§ Extrait choisi:
On sait la difficulté, voire l’impossibilité, qui voue toute critique, tout langage critique, lato sensu, à rendre compte de l’expérience de Georges Bataille, c’est-à-dire à la répéter et l’appauvrir avec d’autres mots, de l’extérieur pourrait-on dire. Le langage discursif étant condamné (et d’abord par Bataille lui-même), par sa structure, aux eaux tièdes de la vulgate et de la scolastique. C’est redire le pouvoir de cette œuvre, que ces premiers lecteurs avaient déjà souligné (Blanchot et Sartre notamment, celui-ci pour en dénoncer la facticité et le faux pouvoir d’intimidation ; celui-là pour, au contraire, montrer que « sa vérité est dans la brûlure d’esprit, dans le jeu de foudre, dans le silence plein de vertiges et d’échanges qu’il nous communique »), que les années 70 ont célébré (et magnifié : Bataille en héros de l’écriture et de la transgression, pour le dire vite et injustement). Puis une certaine reconnaissance universitaire et officielle est venue, qui a rangé Bataille dans l’alignement régulier et sage des rayons de bibliothèques, sortant certains de ses livres de l’Enfer où lui-même avait voulu s’enfermer (selon une anecdote étrange, arrivée à la bibliothèque municipale d’Orléans, et que Michel Surya déplie d’une façon vertigineuse dans son livre). C’est, probablement, ce contre quoi Sainteté de Bataille, d’abord, proteste : une espèce d’embaumement ou d’aseptisation à laquelle semble condamnée une œuvre aussi souveraine et scandaleuse, aussi « scandaleusement souveraine », et au pouvoir « d’exaspération » proprement irréductible.

§ Extraits de données:

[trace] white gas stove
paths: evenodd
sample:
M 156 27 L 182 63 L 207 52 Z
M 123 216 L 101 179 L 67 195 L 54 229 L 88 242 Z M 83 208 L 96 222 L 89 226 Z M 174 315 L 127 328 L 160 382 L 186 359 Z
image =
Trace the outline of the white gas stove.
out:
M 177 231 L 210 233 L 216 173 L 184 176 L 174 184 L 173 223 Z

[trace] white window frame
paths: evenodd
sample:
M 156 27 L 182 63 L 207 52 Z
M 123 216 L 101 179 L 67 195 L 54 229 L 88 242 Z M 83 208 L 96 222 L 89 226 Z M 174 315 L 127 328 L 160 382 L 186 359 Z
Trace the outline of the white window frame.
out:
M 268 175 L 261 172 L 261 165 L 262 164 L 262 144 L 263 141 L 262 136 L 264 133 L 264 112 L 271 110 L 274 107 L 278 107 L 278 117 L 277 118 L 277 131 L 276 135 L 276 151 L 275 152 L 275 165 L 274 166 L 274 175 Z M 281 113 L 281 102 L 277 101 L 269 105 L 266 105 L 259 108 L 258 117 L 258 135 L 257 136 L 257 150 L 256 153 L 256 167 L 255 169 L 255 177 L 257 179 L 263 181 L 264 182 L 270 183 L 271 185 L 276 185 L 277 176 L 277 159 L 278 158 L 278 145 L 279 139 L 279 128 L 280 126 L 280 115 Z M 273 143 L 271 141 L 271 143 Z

§ Consigne 1: Selon le passage sur Georges Bataille, dans quelle bibliothèque l'anecdote étrange que Michel Surya déplie dans son livre est-elle arrivée ?
§ Consigne 2: Rédigez la suite du passage sur Georges Bataille, à partir de sa dernière phrase.

§ Réponse attendue 1: À la bibliothèque municipale d'Orléans.

§ Réponse attendue 2:
            C’est, en fait, depuis 25 ans, au moins, que le nom de Michel Surya est associé à celui de La Part maudite, depuis une biographie (un essai de biographie intellectuelle, réédité aujourd’hui) qui a fait date. Justement : le temps de faire le point, de reprendre des analyses, de nuancer comme l’on dit, ou de tenir compte de nouvelles connaissances (sur l’entreprise, si secrète et si troublante au demeurant, d’Acéphale, par exemple). Car si, contre toutes apparences contraires, le nouveau livre de Michel Surya n’est pas un essai universitaire, il en emprunte dûment la probité dans l’analyse des textes (regroupant ici préfaces, conférences, interventions éditoriales, bref : les activités obligées de celui qu’il ne veut pas être, semble-t-il, un « spécialiste »…) Et le livre de revenir sur des points importants de l’œuvre de Bataille, comme le rapport à Léon Chestov, au surréalisme, l’analyse précoce et prémonitoire du fascisme, l’entreprise d’Acéphale, donc, sans oublier les publications posthumes de Charlotte d’Ingerville et Sainte. L’ouvrage revient aussi sur une réunion fameuse, de mars 1944 (!), dite Discussion sur le péché, et qui n’a pas laissé d’intriguer longtemps les lecteurs des Œuvres complètes, pour montrer l’extrême solitude intellectuelle de Bataille. Mais le livre est, aussi, pour une part essentielle, inédit et orchestré autour de thèmes, donnés dés l’ouverture : « Seul, saint, fou, idiot », ce dernier thème, l’idiotie de Bataille, en constitue le motif central (peut-être mieux que son titre ?) aimantant les autres chapitres, et conduisant à une espèce de paroxysme final.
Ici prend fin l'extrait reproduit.